**TASK OBJECTIVE**. Select and copy each line of the records below that contains the string "flag". Treat uppercase and lowercase as distinct.

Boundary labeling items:
********************

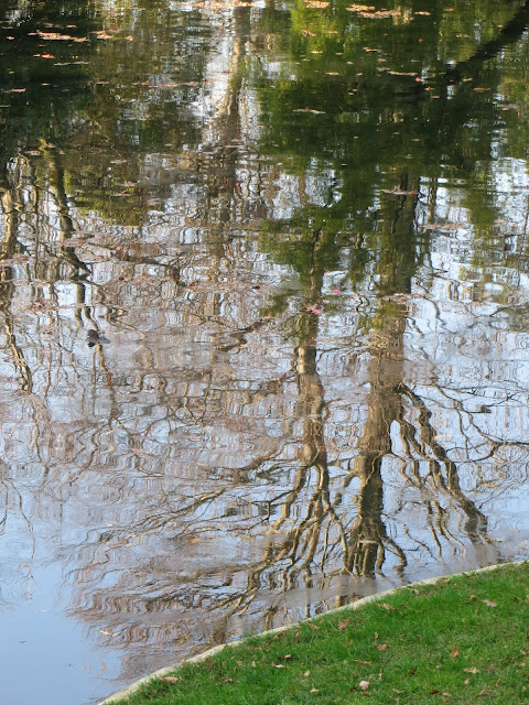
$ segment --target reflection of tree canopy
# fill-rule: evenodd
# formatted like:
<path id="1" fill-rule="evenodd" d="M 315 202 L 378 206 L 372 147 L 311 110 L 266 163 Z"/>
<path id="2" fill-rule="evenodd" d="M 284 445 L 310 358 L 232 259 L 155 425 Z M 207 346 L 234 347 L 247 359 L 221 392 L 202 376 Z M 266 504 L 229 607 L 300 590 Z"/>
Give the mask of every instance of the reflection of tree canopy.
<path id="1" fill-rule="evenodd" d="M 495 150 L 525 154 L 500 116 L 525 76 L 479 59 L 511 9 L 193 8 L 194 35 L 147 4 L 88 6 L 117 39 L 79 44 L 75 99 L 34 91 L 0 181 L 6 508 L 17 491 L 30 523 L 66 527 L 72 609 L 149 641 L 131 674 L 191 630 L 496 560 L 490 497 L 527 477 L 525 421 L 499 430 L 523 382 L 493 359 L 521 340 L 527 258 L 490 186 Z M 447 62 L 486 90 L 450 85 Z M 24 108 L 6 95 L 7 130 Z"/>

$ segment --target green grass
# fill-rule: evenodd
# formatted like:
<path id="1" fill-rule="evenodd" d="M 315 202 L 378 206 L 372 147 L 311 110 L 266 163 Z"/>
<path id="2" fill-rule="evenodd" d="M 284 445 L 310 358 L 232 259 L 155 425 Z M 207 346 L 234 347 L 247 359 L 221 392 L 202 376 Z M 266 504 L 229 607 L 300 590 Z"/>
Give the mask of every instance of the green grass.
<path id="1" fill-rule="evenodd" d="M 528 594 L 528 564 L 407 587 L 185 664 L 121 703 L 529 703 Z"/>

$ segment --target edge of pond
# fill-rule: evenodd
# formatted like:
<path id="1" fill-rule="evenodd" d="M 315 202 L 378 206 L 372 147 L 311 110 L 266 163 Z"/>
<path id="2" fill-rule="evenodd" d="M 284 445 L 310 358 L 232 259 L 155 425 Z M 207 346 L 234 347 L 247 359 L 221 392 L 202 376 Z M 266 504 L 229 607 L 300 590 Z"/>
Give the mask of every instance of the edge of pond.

********************

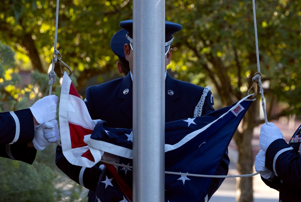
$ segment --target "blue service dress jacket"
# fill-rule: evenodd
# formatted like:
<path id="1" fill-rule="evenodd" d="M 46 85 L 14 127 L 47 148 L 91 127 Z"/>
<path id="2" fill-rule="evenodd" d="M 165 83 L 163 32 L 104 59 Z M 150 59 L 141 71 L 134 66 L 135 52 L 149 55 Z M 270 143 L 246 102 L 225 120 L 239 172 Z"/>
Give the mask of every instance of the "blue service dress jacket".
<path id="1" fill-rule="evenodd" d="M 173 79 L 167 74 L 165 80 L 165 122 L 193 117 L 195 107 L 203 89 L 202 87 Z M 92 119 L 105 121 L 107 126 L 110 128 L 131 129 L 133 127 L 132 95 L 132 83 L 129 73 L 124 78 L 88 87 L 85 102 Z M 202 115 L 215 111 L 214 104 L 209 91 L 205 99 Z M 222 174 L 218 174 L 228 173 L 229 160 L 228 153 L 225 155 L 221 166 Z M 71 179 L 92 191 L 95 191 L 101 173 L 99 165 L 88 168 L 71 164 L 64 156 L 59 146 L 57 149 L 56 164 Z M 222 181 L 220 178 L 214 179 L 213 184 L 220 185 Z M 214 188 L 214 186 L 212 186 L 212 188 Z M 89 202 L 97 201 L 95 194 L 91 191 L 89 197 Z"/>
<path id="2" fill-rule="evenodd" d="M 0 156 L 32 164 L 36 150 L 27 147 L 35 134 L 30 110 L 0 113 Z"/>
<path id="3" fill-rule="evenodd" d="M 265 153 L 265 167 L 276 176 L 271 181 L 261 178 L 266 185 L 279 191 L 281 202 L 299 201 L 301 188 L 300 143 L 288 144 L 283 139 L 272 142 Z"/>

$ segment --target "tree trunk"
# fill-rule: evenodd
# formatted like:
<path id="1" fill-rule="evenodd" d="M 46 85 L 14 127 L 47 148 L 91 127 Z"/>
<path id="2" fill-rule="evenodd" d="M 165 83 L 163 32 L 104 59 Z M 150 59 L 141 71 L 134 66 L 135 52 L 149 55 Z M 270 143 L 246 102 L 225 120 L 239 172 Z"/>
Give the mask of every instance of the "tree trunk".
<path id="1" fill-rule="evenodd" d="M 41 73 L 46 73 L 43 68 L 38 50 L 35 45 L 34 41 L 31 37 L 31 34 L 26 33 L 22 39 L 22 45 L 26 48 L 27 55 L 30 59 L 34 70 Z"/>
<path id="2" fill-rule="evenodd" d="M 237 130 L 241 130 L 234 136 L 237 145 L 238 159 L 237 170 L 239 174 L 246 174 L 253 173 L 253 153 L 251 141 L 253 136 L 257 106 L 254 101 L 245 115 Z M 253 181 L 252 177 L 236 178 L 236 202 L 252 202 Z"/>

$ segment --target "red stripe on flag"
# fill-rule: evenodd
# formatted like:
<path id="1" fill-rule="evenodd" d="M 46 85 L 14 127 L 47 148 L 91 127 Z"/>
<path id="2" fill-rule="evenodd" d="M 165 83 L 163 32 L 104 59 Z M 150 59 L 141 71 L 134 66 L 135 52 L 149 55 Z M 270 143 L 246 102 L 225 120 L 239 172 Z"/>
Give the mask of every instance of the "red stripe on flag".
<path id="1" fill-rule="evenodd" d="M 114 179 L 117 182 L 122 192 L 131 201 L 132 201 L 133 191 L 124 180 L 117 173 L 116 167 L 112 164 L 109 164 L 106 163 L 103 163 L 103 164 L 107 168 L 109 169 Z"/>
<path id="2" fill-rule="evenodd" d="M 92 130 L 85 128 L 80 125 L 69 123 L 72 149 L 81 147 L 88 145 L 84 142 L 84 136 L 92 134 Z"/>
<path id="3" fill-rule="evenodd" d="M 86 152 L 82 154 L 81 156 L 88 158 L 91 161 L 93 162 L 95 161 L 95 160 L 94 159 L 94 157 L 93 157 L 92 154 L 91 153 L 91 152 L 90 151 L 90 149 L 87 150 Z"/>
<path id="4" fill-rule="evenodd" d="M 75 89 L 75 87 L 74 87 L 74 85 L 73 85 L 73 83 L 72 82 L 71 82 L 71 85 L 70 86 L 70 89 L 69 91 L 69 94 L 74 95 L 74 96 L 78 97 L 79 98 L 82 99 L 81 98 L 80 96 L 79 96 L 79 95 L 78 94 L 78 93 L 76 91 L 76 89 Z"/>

********************

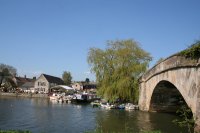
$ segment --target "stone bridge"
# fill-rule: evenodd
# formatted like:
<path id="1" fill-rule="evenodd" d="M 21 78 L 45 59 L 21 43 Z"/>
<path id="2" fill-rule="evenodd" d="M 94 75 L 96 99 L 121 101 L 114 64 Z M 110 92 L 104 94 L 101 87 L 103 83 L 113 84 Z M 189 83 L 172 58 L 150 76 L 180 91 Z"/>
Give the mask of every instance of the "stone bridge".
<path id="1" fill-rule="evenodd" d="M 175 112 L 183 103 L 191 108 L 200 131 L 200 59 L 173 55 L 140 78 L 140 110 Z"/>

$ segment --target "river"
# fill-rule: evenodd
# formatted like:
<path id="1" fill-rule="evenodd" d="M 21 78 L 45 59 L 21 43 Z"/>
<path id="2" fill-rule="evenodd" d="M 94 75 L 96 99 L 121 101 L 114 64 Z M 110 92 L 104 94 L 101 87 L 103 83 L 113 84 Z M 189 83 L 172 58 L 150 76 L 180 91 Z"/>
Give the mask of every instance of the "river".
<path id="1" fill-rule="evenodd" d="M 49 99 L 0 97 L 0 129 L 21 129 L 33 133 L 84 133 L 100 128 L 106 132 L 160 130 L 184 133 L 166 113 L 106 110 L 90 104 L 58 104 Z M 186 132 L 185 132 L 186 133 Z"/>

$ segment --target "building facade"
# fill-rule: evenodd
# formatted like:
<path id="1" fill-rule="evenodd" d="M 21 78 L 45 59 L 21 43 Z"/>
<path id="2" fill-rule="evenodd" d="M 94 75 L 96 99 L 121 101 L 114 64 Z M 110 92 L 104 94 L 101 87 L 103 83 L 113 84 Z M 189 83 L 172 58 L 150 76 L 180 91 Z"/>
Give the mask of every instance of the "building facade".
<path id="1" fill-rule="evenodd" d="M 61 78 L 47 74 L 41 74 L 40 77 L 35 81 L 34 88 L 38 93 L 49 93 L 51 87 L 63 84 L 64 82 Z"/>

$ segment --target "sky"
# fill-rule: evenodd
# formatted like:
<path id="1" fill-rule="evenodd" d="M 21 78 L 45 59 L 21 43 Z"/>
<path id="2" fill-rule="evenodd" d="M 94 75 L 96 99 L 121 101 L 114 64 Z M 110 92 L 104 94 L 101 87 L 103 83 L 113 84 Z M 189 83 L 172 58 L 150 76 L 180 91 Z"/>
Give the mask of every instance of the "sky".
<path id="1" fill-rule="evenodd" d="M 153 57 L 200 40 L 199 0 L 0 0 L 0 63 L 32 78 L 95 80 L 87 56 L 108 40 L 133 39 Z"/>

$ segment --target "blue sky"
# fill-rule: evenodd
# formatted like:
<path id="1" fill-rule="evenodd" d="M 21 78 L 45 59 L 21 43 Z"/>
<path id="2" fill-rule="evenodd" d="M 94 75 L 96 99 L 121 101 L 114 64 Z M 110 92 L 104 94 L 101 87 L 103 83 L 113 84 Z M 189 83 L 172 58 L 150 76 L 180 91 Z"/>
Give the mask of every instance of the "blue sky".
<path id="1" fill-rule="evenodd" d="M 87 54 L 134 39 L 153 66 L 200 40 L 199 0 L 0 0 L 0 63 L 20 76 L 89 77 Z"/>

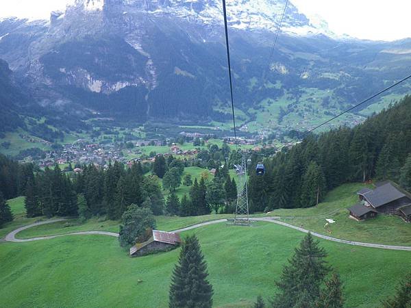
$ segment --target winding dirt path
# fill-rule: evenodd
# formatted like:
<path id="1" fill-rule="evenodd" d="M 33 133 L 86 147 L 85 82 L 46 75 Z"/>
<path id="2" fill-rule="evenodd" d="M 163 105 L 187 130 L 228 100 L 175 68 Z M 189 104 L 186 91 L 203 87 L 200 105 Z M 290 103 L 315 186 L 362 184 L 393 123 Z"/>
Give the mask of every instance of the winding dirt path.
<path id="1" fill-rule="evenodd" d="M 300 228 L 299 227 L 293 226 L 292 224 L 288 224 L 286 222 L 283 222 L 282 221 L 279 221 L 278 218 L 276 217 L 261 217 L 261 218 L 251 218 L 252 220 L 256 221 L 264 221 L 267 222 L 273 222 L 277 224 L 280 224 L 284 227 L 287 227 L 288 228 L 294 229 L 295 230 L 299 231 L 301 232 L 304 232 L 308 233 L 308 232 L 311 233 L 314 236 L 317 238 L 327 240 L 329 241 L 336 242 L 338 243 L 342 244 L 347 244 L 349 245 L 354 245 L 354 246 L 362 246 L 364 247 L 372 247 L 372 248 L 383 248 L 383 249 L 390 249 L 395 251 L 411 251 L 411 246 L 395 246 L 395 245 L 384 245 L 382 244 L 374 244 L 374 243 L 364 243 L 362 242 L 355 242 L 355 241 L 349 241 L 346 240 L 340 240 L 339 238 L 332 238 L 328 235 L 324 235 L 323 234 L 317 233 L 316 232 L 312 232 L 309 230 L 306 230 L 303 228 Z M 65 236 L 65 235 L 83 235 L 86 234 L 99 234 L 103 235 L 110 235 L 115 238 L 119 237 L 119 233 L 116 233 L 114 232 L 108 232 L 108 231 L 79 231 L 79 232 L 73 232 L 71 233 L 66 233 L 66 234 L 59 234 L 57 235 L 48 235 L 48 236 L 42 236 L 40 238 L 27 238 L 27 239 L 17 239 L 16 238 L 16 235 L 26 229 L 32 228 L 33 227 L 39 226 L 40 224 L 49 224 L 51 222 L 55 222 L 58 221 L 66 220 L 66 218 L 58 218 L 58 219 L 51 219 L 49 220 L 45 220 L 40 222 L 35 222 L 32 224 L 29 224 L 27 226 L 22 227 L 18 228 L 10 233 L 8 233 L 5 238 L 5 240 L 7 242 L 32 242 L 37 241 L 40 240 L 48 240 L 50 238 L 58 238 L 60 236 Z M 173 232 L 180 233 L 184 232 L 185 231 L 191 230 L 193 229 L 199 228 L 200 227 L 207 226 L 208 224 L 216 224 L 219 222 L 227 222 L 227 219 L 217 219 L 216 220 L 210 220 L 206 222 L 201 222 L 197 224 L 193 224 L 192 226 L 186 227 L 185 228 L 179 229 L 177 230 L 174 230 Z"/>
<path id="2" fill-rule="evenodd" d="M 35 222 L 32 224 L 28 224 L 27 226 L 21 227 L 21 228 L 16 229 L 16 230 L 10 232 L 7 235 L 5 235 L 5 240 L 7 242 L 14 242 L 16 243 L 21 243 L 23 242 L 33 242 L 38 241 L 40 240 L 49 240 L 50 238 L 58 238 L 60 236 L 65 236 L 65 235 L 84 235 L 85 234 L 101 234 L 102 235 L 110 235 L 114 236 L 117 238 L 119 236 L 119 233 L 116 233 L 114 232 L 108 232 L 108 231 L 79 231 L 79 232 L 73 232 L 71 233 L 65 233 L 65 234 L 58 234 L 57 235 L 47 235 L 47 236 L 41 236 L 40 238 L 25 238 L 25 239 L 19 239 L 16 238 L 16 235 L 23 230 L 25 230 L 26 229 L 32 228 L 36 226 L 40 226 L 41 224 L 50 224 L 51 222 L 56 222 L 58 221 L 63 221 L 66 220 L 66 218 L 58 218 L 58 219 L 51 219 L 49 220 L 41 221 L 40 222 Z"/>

********************

**SOLUTION BELOW**.
$ segment --target "red stripe on flag"
Give the mask of every instance of the "red stripe on flag".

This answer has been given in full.